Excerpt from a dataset
----------------------------------------
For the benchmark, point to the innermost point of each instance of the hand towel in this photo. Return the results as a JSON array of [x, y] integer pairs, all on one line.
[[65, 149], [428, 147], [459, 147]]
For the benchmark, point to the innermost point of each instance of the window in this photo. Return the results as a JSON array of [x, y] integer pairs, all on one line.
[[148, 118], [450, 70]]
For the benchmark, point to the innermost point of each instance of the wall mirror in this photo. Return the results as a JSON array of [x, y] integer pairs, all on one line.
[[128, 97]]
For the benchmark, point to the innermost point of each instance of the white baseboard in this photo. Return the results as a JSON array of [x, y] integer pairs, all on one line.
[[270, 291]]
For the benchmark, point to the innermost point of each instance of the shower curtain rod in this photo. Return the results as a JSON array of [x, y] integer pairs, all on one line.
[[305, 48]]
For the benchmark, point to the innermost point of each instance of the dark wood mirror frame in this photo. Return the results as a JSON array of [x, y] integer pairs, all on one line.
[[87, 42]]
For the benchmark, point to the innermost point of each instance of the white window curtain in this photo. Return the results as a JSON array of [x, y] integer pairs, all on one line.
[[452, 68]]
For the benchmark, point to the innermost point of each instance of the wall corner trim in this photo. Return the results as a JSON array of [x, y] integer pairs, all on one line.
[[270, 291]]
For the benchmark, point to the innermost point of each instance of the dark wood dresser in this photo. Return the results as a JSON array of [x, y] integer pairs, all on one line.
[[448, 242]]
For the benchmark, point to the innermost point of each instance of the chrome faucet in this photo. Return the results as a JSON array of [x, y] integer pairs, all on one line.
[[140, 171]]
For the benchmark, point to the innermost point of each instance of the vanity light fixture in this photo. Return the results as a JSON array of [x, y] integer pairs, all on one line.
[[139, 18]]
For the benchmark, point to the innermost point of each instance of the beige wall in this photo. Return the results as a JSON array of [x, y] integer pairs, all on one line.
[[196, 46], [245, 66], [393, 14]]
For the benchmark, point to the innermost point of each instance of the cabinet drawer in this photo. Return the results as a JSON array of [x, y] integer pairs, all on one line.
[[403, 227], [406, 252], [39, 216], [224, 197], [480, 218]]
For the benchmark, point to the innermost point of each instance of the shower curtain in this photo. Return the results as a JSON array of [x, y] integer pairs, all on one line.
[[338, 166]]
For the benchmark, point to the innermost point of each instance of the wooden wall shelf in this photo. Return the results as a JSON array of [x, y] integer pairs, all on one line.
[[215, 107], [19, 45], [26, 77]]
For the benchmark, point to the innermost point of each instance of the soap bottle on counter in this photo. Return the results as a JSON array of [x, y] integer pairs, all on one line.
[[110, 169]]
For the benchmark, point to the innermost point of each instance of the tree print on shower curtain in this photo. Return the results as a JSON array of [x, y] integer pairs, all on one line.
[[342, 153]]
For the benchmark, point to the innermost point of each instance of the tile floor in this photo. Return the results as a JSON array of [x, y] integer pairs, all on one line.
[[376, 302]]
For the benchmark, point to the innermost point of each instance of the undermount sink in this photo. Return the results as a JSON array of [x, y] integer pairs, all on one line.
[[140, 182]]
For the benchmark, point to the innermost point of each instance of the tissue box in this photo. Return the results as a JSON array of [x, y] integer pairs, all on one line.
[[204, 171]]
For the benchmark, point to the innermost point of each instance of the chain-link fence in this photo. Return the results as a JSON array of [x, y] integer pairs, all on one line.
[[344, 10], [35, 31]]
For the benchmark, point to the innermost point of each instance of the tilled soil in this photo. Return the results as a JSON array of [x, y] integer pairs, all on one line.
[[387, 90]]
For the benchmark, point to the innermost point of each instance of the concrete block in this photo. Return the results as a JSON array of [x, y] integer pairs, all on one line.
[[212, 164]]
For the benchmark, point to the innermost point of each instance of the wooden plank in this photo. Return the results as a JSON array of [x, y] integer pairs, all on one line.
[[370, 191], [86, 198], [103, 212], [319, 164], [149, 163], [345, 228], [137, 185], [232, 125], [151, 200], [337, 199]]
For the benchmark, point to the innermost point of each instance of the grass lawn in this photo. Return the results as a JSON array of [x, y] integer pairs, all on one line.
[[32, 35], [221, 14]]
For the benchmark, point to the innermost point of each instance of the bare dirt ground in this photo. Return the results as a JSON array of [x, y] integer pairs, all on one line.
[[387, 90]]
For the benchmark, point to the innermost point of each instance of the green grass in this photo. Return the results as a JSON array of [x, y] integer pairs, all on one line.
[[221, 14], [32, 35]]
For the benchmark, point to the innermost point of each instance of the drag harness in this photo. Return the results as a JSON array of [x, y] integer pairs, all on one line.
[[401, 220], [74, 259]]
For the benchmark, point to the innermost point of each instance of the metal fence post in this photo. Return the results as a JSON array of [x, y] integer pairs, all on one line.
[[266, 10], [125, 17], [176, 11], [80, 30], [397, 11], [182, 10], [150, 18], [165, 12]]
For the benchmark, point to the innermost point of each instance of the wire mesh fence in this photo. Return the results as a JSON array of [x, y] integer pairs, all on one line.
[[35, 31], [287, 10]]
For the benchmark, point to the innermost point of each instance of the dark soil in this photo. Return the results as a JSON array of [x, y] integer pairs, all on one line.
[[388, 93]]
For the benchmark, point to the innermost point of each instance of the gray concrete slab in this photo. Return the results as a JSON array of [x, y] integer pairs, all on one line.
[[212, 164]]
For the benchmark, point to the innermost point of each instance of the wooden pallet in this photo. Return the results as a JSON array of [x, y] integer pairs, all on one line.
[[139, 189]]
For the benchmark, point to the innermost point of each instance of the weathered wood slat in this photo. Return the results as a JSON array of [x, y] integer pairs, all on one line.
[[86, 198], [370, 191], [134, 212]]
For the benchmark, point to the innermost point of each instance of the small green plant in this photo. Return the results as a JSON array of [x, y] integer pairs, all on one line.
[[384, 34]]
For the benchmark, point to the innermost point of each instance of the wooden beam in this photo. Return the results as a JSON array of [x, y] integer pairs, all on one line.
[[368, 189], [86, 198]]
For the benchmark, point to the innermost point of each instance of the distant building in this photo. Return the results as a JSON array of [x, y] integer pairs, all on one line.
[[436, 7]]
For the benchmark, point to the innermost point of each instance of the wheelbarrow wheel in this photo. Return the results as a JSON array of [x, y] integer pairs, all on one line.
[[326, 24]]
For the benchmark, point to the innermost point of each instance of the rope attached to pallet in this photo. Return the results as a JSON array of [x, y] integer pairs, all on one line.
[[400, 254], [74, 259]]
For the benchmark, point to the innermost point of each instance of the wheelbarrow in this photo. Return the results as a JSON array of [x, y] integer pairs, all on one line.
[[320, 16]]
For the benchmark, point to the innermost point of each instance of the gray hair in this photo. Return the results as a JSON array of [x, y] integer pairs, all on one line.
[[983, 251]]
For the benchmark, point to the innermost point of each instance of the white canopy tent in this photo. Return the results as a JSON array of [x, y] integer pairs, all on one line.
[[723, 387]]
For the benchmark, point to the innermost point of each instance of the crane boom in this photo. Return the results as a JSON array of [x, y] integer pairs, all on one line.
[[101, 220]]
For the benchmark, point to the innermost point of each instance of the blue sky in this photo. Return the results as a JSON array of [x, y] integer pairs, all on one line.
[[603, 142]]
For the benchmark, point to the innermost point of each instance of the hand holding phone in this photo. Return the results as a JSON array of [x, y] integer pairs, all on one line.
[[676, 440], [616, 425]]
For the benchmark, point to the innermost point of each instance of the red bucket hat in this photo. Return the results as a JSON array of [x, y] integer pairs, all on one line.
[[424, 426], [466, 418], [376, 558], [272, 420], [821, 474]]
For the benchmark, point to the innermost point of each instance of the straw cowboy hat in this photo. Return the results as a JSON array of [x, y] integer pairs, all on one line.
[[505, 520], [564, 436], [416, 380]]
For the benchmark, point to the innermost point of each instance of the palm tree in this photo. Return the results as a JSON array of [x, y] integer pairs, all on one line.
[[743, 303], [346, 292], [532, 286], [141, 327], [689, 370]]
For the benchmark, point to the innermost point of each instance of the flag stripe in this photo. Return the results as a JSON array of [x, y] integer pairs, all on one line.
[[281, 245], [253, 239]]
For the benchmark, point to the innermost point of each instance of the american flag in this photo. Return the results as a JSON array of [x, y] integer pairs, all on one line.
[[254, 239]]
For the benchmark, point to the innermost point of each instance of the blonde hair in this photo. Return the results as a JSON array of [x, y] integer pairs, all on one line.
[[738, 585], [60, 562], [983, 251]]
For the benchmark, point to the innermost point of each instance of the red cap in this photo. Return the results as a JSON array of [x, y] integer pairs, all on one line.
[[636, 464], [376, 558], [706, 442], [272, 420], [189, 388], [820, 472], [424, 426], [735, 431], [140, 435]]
----------------------------------------
• Exercise description: Copy the lines of the records above without any changes, beginning with the line that contains "of the blue" and ending with the line that contains "[[505, 520], [564, 436], [416, 380]]", both included.

• Solution to the problem:
For the benchmark, point to the innermost point of each instance of the blue sky in this photo. Return the results as a JSON array of [x, y] integer pairs, all on one line.
[[603, 142]]
For the benchmark, point to the innermost point of each instance of the hand holding phone in this photo. Return the results as a JSON array of [x, y] integer pairs, all on one line.
[[676, 440], [616, 425]]
For the benchmark, point to the innermost point of each instance of the red bucket hat in this photo. Return the results as a JSON array of [x, y] integer pairs, all on one line.
[[424, 426], [466, 418], [376, 558], [272, 420], [821, 474]]
For the benchmark, point to the innermost point of each instance of the straw cowboy hat in this photo. Return the results as a JSON array of [x, y] integer pairs, all on one line.
[[505, 520], [564, 436], [416, 380]]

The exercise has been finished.